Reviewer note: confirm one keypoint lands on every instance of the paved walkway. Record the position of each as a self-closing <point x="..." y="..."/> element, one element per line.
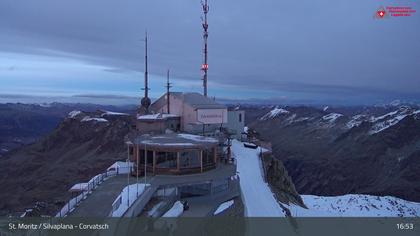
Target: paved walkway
<point x="99" y="202"/>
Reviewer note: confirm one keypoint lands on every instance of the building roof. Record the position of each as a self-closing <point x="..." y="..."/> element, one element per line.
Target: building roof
<point x="199" y="101"/>
<point x="196" y="100"/>
<point x="157" y="116"/>
<point x="175" y="141"/>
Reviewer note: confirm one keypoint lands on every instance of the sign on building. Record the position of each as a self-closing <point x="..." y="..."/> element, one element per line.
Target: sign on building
<point x="212" y="116"/>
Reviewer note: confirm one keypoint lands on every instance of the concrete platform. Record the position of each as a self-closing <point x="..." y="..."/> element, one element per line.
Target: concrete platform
<point x="99" y="202"/>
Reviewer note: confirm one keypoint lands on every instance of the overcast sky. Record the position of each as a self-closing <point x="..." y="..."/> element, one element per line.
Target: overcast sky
<point x="286" y="50"/>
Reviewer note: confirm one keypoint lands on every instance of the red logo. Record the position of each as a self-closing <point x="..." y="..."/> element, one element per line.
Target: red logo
<point x="381" y="13"/>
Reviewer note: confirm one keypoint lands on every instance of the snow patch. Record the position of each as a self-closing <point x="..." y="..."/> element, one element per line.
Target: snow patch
<point x="386" y="124"/>
<point x="355" y="205"/>
<point x="157" y="116"/>
<point x="126" y="198"/>
<point x="198" y="138"/>
<point x="259" y="201"/>
<point x="73" y="114"/>
<point x="111" y="113"/>
<point x="274" y="113"/>
<point x="176" y="210"/>
<point x="332" y="117"/>
<point x="88" y="119"/>
<point x="222" y="207"/>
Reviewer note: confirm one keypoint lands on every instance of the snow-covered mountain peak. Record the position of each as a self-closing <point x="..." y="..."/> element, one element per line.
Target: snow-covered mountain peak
<point x="331" y="117"/>
<point x="274" y="113"/>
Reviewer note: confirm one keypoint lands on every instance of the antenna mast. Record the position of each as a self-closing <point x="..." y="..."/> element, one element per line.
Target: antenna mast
<point x="168" y="86"/>
<point x="205" y="65"/>
<point x="145" y="101"/>
<point x="146" y="81"/>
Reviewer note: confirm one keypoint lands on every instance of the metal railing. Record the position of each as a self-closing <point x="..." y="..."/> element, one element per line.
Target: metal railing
<point x="91" y="185"/>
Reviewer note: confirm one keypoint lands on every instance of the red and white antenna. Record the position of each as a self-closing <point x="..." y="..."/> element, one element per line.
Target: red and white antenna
<point x="205" y="65"/>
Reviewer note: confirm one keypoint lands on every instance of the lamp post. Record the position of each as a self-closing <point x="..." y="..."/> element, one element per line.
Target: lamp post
<point x="145" y="162"/>
<point x="128" y="175"/>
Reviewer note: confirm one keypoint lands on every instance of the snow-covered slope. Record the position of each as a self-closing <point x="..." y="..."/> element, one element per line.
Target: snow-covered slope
<point x="258" y="199"/>
<point x="356" y="205"/>
<point x="331" y="117"/>
<point x="274" y="113"/>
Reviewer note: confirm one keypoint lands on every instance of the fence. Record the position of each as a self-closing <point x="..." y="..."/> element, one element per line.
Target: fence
<point x="86" y="190"/>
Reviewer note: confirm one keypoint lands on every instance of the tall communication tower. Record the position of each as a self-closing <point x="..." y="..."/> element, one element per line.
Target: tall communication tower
<point x="168" y="86"/>
<point x="145" y="101"/>
<point x="205" y="65"/>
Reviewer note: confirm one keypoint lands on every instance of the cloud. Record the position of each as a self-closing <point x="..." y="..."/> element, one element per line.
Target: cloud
<point x="301" y="49"/>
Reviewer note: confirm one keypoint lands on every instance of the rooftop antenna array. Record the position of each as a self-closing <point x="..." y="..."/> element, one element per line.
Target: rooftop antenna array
<point x="205" y="65"/>
<point x="168" y="86"/>
<point x="145" y="101"/>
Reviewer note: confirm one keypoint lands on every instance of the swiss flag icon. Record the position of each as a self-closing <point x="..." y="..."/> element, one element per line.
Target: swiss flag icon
<point x="381" y="13"/>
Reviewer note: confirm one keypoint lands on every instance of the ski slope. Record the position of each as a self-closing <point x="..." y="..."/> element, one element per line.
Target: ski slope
<point x="355" y="205"/>
<point x="258" y="199"/>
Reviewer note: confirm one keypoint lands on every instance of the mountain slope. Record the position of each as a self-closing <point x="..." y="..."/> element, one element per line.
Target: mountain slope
<point x="79" y="148"/>
<point x="336" y="152"/>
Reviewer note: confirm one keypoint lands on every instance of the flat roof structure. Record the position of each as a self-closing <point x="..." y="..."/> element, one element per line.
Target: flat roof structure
<point x="175" y="153"/>
<point x="175" y="142"/>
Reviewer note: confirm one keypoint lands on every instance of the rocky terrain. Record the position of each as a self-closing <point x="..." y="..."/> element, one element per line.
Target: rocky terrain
<point x="22" y="124"/>
<point x="40" y="174"/>
<point x="337" y="151"/>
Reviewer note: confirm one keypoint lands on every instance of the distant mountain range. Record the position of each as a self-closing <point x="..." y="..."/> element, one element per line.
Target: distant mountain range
<point x="81" y="146"/>
<point x="335" y="151"/>
<point x="22" y="124"/>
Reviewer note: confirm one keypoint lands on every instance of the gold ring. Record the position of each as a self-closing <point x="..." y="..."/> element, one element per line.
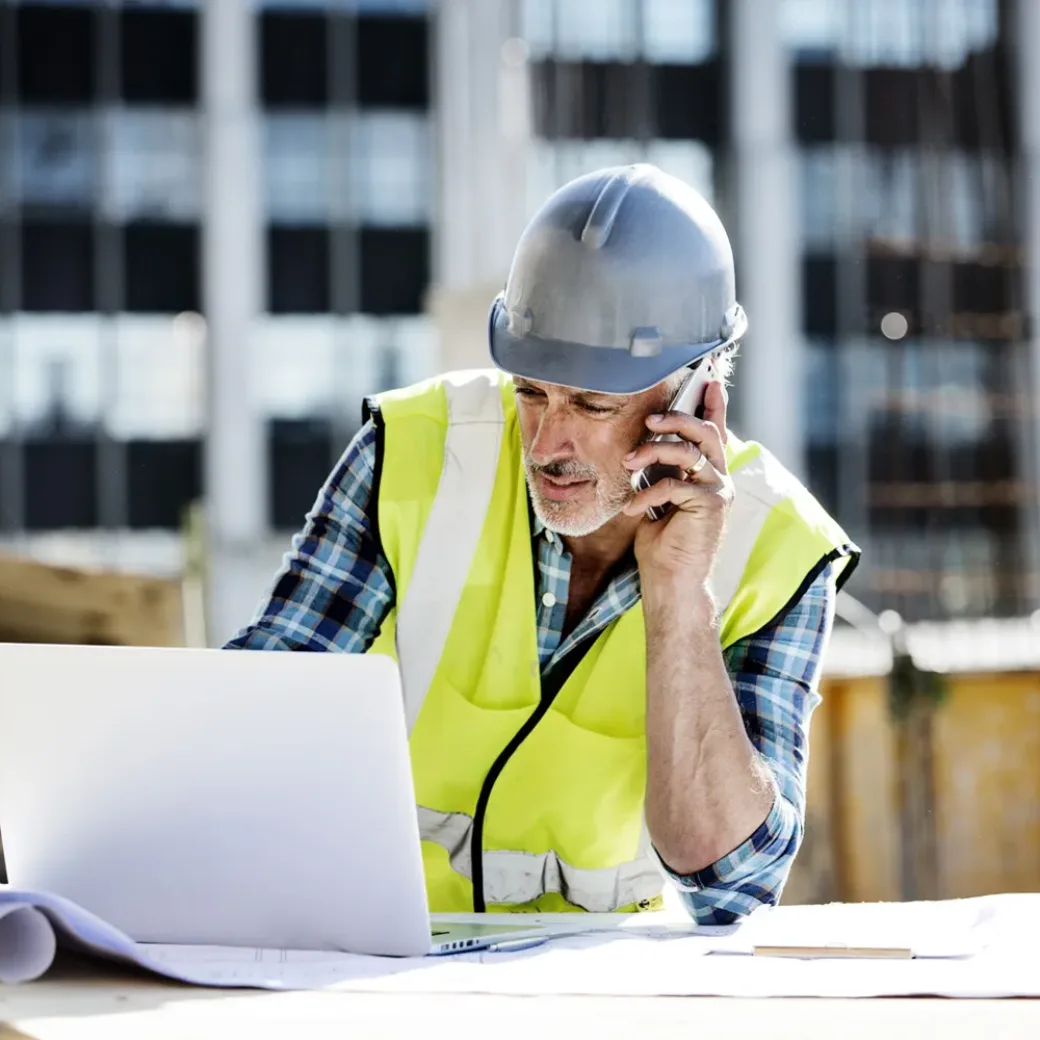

DIRECTIVE: Collect every line of the material above that contains the word "concrete", copying each one unchanged.

TASK OUTPUT:
Reviewer note: confirm one keypoint lands on every instance of the concrete platform. Record the position of each as a self-closing <point x="..." y="..."/> element, one element per line.
Target: concrete platform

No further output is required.